WHAT TO WORK ON:
Please return the passage of the ParaDock summary below starting at "Purpose of the" and ending at "on geometric complementarity.", copied word for word.

TEXT SHOWN:

☆ ☆ ☆ ☆ ☆ ☆ ☆

Purpose of the Study:

  • To introduce ParaDock, a novel *ab initio* algorithm for protein-DNA docking.
  • To evaluate ParaDock's performance on a benchmark dataset of protein-DNA complexes.
  • To provide a fast and accurate computational solution for predicting protein-DNA interactions.

Main Methods:

  • ParaDock employs rigid docking of short DNA fragments to proteins based on geometric complementarity.
  • The algorithm constructs bent planar DNA molecules of arbitrary sequence by combining these fragments.
  • Performance was assessed on 47 bound and unbound protein-DNA complexes without protein flexibility or refinement.

Main Results:

  • ParaDock achieved CAPRI acceptable solutions within the top 10 ranked hypotheses for 83% of bound and 70% of unbound complexes.
  • The algorithm does not require prior knowledge of DNA length or sequence.

☆ ☆ ☆ ☆ ☆ ☆ ☆

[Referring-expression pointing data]
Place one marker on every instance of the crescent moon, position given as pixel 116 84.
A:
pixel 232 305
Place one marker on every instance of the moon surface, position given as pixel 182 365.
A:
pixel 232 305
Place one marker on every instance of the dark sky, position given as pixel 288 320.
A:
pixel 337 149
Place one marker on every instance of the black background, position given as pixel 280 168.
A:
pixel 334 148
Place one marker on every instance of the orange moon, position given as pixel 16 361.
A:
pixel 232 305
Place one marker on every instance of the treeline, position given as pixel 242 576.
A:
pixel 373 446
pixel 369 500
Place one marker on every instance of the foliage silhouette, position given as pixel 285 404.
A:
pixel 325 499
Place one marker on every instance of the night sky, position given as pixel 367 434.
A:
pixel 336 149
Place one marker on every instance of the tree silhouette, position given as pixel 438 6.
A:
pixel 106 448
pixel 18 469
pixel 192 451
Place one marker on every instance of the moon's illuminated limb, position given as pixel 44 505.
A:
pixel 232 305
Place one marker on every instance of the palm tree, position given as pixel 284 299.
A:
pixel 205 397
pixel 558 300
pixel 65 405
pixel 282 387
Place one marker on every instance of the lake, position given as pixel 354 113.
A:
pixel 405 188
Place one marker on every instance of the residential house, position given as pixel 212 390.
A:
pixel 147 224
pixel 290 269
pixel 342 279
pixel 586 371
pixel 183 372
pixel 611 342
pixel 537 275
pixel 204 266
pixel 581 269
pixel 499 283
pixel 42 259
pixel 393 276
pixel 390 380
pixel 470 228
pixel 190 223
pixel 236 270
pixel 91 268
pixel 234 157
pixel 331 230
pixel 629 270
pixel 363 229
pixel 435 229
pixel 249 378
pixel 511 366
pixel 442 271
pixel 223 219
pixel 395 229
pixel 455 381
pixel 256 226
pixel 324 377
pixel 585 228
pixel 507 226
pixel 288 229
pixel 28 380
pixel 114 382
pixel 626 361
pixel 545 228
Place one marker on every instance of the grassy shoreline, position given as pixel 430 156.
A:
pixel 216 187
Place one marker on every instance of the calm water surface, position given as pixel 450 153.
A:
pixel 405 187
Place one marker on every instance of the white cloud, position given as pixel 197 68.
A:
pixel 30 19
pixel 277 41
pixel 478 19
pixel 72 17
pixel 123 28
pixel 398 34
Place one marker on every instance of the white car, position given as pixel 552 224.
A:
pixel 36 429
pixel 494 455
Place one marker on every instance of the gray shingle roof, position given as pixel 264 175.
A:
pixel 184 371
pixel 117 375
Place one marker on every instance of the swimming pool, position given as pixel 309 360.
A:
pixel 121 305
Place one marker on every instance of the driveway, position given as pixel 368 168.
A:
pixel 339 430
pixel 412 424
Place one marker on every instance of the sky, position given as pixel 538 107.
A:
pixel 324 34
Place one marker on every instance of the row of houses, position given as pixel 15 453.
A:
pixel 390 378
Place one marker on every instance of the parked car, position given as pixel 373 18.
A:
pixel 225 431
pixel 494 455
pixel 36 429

☆ ☆ ☆ ☆ ☆ ☆ ☆

RESPONSE:
Purpose of the Study:

  • To introduce ParaDock, a novel *ab initio* algorithm for protein-DNA docking.
  • To evaluate ParaDock's performance on a benchmark dataset of protein-DNA complexes.
  • To provide a fast and accurate computational solution for predicting protein-DNA interactions.

Main Methods:

  • ParaDock employs rigid docking of short DNA fragments to proteins based on geometric complementarity.